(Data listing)
* Start *
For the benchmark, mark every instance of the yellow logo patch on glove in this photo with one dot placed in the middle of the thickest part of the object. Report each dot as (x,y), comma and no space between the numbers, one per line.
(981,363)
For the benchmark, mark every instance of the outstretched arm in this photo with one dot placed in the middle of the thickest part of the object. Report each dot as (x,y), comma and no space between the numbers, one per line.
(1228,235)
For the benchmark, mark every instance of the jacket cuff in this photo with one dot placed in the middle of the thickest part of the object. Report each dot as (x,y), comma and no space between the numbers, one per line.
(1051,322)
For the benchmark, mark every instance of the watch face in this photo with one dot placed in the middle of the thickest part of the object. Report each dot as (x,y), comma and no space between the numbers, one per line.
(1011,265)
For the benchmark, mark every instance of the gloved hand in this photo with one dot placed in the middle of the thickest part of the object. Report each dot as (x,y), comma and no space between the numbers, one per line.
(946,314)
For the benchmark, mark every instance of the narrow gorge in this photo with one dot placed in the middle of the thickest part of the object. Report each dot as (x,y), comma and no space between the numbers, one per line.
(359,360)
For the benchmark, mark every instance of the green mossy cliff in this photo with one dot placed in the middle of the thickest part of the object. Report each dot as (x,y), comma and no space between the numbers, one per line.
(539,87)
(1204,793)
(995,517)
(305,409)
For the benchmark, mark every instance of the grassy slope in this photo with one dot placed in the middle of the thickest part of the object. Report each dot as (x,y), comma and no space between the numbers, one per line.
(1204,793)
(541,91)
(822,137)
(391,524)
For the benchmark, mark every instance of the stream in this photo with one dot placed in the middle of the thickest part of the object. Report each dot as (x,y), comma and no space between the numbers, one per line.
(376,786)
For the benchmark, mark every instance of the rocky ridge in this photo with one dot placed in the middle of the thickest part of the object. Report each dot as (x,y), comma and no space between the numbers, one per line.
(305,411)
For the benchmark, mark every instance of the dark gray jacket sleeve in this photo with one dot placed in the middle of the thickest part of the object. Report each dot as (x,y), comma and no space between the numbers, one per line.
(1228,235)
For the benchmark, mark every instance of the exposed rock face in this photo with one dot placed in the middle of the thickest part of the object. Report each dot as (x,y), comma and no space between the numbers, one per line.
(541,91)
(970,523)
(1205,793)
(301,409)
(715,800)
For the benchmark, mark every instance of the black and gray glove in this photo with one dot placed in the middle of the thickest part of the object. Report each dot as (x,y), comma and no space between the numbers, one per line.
* End *
Task to carry out >> Rewrite the lines above, putting "widest part" wherever "thickest part" appears and keeping everything else the same.

Response to this task >>
For the benchmark, mark every instance of the yellow logo patch on glove in this photo with one dot placed in the middle of the widest part of the object. Report each dot as (x,y), comma and no space between the numbers, one per line.
(981,363)
For the benchmark, mark every instance of the outstretched arm in this photo with one dot placed in the middle of the widest part of the object. Report each dot as (x,y), comma and no space between the numbers, one per line.
(1228,235)
For the benchmark, mark every instance of the jacket cuff in this photo with one dot placed in the middle of the widest part of the object. Report each dot as (x,y), comma and no space between the numbers, one per line.
(1051,322)
For the benchmark, mark every instance of the watch face in this photo with one dot placed in the middle of the widest part of the object. Report each dot as (x,y), comma and no space between the numbers, one per line.
(1011,265)
For the benchmark, mark every instance of the gloved hand in this photo with one dot placed in the middle of the widest part of the object. Report each dot as (x,y), comma and no space between the numbers, one per line.
(946,314)
For the benchmark, mark every instance of the narrow gorge in this photo with one dot placed in the middle of the widest part of the object. Report each dot as (x,y), comma and no space between the numbers, one per line.
(359,360)
For the benchmark, mark every instance of the green mossy cliff in this photo with one dot placed in the middle of the widest part of the object. Report each dot as (x,y), comma and no space between the numbers, one per line.
(539,87)
(1204,793)
(995,517)
(305,409)
For the benchmark, mark every instance of the grassy slope in this photo with one dot placed in the middle of the widest part of the object. Report each dot as (x,y), comma and no space between the numbers, one per line.
(1204,793)
(541,91)
(822,137)
(391,524)
For the benchmark, mark every instance of the stream in this photo with one dot placed in the middle of the widest part of the object. Report each dot as (x,y), comma and no space between the numbers, one per line.
(376,786)
For the benchmark, mark every instance of the rocky ridge in this photo with one dot placed in the middle of the widest part of the object. Report each dot as (x,y), comma and no space between the numbers, one per line.
(305,411)
For the benchmark, mark every instance of the dark gray jacket sleeve in this photo with one dot placed in the middle of the widest part of the object. Report each dot as (x,y), comma and no space between the numbers, one per line.
(1228,235)
For the benchmark, mark every instance of the exposed rock face in this photo with one dot placed in the middle of the widest part of the object. Report each dot as (x,y), comma and no space between the numbers, one per line.
(541,91)
(970,523)
(1205,793)
(301,409)
(715,800)
For the benchmark, mark every instance of the black and gray glove in this photo with one dot placed in the middle of the widest part of the object. Report each dot as (x,y), comma and no space between the numbers, one per line.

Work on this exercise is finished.